### Exercise brief
Repeat the lines below word for word, beginning with the line that contains "petal? Mark that spot." and continuing through the last line. Leave the pictures out of your answer.

Point annotation data:
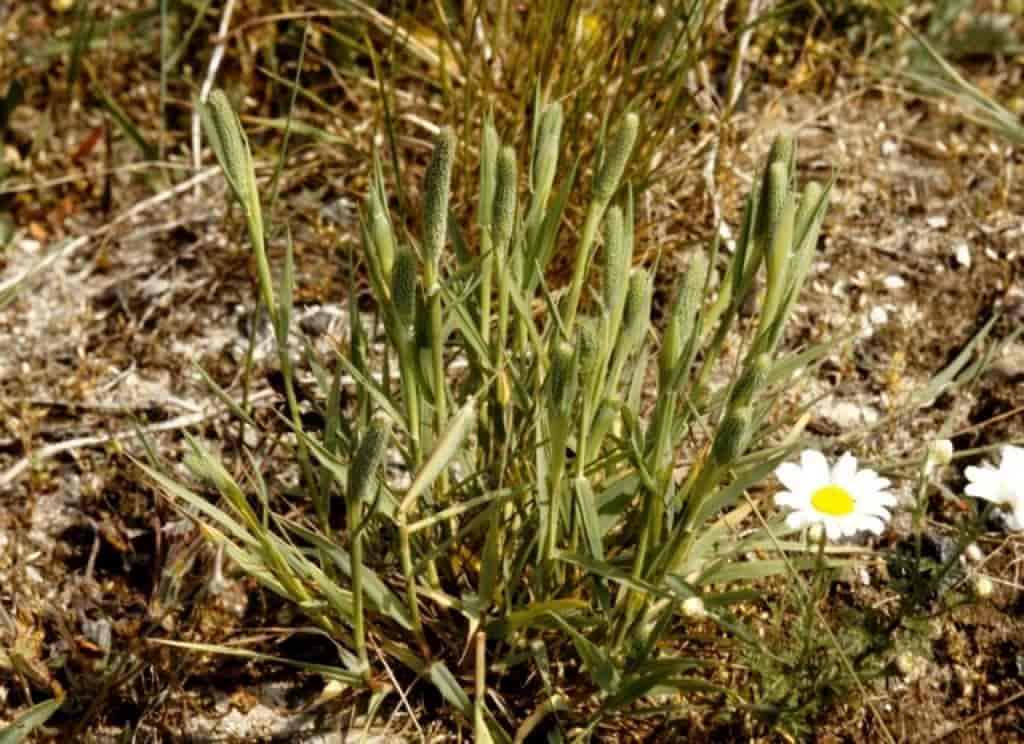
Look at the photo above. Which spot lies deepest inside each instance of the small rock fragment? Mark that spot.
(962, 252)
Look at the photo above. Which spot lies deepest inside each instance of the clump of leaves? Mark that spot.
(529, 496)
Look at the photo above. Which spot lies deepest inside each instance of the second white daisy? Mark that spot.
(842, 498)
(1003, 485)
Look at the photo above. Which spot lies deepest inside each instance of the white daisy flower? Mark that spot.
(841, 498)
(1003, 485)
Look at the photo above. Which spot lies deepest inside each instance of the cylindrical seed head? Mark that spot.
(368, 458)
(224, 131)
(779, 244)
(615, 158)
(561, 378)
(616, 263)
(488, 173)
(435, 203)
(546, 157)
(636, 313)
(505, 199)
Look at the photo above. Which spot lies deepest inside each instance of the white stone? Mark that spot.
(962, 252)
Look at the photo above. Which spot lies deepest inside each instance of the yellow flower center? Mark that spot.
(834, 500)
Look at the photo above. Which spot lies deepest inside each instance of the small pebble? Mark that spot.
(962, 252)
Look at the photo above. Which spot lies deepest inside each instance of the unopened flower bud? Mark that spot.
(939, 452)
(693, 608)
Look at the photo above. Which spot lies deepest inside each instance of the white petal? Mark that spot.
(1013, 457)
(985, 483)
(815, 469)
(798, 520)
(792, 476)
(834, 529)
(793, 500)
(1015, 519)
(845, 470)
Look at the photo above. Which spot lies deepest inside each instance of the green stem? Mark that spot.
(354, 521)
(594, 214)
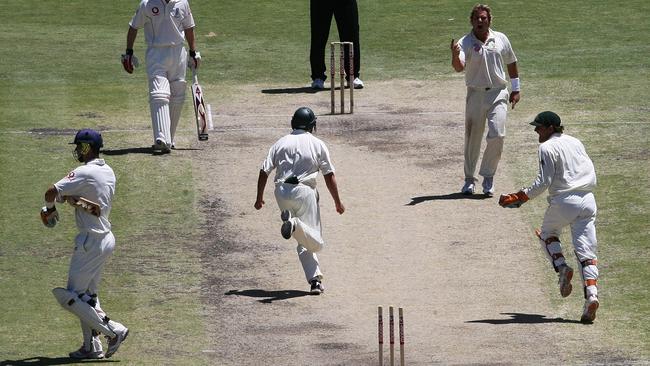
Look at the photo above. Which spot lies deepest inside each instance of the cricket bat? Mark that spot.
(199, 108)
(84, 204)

### Full response
Look at the photo above. Which spot lies deepest inside each instance of the white petal? Mark that spot.
(1013, 457)
(985, 483)
(815, 469)
(798, 520)
(792, 476)
(834, 529)
(793, 500)
(1015, 519)
(845, 470)
Look at the photo above. Which spot lies deepest inside each instance of the green stem? Mark that spot.
(354, 521)
(594, 214)
Look at the photo above. Which spot lies deepest inside each instance of the cricket bat? Mark that spot.
(199, 108)
(84, 204)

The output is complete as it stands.